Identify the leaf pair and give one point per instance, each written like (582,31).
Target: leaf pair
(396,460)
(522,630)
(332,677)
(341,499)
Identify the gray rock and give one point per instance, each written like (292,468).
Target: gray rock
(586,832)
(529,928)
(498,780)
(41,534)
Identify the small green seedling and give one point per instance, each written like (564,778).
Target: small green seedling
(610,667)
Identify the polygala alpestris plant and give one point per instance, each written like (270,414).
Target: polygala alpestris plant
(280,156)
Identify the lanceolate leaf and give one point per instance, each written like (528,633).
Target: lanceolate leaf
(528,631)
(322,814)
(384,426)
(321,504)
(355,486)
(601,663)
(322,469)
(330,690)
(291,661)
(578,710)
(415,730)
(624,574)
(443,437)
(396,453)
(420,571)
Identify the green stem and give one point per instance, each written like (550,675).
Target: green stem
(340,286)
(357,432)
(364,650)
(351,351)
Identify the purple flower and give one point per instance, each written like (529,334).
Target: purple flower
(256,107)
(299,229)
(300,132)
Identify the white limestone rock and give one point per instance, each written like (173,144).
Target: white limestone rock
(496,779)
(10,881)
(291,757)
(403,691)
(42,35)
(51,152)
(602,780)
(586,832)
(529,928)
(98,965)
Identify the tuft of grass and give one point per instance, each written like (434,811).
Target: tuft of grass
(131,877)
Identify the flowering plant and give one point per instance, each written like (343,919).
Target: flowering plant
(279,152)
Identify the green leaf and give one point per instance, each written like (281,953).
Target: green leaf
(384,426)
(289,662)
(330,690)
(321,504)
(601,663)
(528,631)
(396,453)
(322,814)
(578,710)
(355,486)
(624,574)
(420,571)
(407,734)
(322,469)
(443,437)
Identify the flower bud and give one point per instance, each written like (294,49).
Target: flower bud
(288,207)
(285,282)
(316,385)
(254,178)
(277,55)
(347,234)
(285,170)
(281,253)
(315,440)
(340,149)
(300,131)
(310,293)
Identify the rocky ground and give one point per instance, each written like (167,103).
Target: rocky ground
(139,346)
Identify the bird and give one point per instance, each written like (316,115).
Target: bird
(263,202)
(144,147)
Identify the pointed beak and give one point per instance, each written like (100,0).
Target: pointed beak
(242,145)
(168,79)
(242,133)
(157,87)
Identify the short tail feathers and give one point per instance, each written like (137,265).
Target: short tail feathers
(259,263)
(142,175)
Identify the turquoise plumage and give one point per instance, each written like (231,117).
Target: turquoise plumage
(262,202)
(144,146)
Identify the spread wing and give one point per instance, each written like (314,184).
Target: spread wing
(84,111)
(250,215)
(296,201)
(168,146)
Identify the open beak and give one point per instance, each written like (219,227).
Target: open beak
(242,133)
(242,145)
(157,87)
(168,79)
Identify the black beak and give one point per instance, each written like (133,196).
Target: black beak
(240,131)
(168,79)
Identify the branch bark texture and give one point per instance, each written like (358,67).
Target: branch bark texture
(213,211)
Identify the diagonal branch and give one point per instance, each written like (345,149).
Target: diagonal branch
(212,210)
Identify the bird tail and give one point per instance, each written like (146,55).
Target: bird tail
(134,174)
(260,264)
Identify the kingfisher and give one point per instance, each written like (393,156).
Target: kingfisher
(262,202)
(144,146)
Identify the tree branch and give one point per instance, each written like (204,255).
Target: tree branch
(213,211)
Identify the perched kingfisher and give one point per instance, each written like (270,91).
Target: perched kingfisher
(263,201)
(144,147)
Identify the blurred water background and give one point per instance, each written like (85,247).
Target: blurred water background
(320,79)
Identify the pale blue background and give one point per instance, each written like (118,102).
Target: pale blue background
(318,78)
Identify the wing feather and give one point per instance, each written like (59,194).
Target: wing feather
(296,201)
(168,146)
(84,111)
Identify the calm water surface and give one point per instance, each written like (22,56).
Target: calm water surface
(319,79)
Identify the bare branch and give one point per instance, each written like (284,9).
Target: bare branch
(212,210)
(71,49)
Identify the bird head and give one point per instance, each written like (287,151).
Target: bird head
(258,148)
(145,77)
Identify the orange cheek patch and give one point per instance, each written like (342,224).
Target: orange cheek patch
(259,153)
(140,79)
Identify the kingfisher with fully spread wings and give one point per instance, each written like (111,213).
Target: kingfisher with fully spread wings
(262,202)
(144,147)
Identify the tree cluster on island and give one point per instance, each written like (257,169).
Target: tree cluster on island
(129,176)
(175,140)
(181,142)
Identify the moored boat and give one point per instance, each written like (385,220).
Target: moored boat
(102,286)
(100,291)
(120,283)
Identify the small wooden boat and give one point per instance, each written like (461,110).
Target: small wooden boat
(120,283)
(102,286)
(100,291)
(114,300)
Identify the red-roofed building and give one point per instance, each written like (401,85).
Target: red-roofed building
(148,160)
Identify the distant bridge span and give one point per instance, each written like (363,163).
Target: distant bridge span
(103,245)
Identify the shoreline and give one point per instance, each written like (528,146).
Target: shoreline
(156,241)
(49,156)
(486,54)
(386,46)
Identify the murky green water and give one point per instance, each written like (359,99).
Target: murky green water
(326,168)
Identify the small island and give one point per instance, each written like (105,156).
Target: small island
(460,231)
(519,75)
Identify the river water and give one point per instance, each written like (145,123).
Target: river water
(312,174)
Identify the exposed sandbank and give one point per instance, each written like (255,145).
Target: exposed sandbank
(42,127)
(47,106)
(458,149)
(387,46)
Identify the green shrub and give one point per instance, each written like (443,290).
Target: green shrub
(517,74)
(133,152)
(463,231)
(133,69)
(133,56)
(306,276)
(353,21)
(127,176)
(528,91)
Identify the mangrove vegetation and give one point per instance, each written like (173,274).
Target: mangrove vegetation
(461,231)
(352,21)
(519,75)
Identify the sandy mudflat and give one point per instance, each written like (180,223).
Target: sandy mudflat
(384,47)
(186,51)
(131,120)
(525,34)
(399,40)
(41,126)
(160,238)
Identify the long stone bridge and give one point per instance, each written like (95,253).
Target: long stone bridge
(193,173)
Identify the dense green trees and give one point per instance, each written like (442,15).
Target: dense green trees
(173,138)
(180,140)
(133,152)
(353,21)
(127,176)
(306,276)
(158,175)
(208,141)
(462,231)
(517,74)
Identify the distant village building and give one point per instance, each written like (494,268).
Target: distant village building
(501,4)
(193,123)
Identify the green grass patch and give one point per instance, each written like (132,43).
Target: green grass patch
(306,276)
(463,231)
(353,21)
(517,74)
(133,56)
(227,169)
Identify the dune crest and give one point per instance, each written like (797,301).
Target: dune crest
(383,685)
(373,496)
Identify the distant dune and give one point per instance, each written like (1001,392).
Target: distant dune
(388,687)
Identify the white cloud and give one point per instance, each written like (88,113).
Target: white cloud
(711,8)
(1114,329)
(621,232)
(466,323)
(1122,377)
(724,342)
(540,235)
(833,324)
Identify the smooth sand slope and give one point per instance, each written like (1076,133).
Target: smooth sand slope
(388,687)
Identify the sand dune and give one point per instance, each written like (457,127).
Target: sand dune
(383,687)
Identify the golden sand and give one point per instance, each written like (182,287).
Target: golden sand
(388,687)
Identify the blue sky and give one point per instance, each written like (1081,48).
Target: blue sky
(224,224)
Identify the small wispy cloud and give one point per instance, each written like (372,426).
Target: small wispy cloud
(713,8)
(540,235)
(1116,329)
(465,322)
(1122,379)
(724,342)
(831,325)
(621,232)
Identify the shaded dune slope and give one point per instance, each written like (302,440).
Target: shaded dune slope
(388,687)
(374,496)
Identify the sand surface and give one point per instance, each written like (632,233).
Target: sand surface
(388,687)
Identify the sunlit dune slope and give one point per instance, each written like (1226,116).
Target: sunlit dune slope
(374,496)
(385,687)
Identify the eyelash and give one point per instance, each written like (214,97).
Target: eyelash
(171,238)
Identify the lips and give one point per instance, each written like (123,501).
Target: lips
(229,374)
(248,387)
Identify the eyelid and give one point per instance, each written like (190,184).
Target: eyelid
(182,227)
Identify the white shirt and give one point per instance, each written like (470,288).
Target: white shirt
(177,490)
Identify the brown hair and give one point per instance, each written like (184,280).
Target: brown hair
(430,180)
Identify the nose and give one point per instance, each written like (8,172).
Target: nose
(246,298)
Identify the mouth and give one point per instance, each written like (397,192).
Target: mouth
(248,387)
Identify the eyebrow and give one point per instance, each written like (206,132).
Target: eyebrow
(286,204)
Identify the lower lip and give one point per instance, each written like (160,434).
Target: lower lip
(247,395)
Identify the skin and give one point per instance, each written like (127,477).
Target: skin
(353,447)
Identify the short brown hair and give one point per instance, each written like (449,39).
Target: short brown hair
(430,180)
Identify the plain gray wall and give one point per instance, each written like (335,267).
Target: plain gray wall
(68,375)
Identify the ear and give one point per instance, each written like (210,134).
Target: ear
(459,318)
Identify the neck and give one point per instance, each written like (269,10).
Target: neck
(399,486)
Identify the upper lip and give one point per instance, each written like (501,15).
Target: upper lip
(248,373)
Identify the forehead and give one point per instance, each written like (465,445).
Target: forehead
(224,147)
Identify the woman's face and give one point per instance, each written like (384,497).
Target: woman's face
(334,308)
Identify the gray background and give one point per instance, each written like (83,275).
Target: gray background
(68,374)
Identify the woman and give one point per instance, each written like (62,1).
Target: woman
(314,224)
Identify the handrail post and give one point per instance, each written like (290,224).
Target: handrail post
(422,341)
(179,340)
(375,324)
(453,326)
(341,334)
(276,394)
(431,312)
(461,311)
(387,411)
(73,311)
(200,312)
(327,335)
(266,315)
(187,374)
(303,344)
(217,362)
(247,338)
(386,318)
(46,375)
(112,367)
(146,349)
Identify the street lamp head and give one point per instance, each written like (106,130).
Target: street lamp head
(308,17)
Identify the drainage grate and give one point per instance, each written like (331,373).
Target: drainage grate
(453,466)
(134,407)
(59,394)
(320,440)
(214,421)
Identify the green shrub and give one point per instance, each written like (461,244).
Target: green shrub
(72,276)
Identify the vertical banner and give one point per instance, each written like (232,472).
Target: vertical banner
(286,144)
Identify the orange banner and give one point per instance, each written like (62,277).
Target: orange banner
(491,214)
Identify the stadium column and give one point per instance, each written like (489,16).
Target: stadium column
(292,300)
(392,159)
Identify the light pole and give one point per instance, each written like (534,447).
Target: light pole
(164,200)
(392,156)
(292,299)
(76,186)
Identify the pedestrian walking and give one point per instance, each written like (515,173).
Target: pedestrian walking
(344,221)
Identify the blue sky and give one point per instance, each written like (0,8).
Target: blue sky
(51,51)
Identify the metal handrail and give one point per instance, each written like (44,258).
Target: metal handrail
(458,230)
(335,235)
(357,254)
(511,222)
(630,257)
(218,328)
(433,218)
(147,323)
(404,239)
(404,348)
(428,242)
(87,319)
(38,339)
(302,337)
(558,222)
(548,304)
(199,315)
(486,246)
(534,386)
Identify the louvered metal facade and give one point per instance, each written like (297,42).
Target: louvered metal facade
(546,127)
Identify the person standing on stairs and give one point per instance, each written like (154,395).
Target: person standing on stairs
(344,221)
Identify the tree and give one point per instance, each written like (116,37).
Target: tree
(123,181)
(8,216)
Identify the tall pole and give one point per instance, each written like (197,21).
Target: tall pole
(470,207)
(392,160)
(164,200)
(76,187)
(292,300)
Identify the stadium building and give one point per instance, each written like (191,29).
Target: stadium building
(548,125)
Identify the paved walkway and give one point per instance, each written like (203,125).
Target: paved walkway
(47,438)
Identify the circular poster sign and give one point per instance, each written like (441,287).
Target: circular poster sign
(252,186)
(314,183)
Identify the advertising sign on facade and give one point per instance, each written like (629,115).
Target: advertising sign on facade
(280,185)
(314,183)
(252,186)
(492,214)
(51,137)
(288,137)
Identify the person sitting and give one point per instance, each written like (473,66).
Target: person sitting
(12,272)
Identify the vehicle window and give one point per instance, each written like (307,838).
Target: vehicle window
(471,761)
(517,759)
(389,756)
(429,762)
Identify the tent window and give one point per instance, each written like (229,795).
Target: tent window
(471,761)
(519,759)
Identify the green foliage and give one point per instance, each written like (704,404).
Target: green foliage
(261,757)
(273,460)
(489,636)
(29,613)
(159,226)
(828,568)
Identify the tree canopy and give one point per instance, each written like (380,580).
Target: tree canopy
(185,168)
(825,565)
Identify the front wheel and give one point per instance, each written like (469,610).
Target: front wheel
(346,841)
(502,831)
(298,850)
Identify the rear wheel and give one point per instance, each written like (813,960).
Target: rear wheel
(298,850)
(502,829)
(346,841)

★ ★ ★

▶ [Required work]
Transcribe exactly the line containing "Identify the tree and" and all remaining lines of the material, ending with the last one.

▶ [Exercise solution]
Identify the tree and give one point per instance, each written like (116,37).
Target: tree
(123,181)
(8,216)
Identify the tall pole and give one point per instance, each written like (197,21).
Target: tall pole
(470,207)
(392,160)
(164,200)
(76,187)
(292,300)
Identify the stadium building and give one point per instance, each written like (191,29).
Target: stadium building
(548,125)
Identify the paved walkway and give one point per instance, each written like (203,125).
Target: paved walkway
(47,438)
Identify the circular poster sign and give one point per instance, each written like (441,287).
Target: circular poster sign
(252,186)
(314,183)
Identify the advertising sign on facade and give one point per instance, each written like (629,115).
Target: advertising sign on facade
(280,185)
(314,183)
(252,186)
(492,214)
(51,137)
(288,137)
Identify the person sitting and give one point per instance, each written like (473,66).
Target: person sitting
(12,272)
Identify the vehicle window and give one point per instance, each written like (307,838).
Target: vehicle window
(471,761)
(517,759)
(389,756)
(429,762)
Identify the tent window and give one point per instance, each written like (229,795).
Target: tent window
(471,761)
(519,759)
Identify the green foliage and give one point per instance, each written like (704,404).
Target: green foliage
(261,757)
(273,460)
(489,636)
(29,613)
(159,226)
(828,568)
Identify the tree canopy and give one point per instance, each written like (380,580).
Target: tree canopy
(185,168)
(825,565)
Identify the front wheel and give one point per instance, each written like (469,610).
Target: front wheel
(346,841)
(502,831)
(298,850)
Identify the rear wheel and give one point per instance, each written like (813,960).
Target: rear wheel
(298,850)
(502,829)
(346,841)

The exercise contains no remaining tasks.